##### Materials provided

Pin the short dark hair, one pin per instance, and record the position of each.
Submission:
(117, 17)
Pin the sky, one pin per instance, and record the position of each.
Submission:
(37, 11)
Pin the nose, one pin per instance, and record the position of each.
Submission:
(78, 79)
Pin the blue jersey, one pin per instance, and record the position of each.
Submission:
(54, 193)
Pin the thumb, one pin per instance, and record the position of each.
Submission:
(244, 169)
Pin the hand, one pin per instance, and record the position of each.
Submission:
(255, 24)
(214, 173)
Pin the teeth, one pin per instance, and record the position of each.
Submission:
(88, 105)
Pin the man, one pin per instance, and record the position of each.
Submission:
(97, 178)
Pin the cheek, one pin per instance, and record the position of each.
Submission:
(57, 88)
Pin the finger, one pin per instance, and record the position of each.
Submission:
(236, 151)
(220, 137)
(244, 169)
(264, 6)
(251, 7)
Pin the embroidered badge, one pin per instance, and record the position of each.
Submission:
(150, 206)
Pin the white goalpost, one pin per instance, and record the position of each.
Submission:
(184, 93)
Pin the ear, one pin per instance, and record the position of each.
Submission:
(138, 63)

##########
##### Materials provided

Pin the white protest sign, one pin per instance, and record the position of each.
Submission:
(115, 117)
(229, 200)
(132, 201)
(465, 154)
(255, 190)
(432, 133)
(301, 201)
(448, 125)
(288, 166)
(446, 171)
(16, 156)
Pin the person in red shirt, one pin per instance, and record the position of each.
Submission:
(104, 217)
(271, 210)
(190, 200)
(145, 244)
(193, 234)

##########

Count the lines in the records above that contain the word "white", treating uppercase and lowercase as distinct. Give only the number.

### Solution for this task
2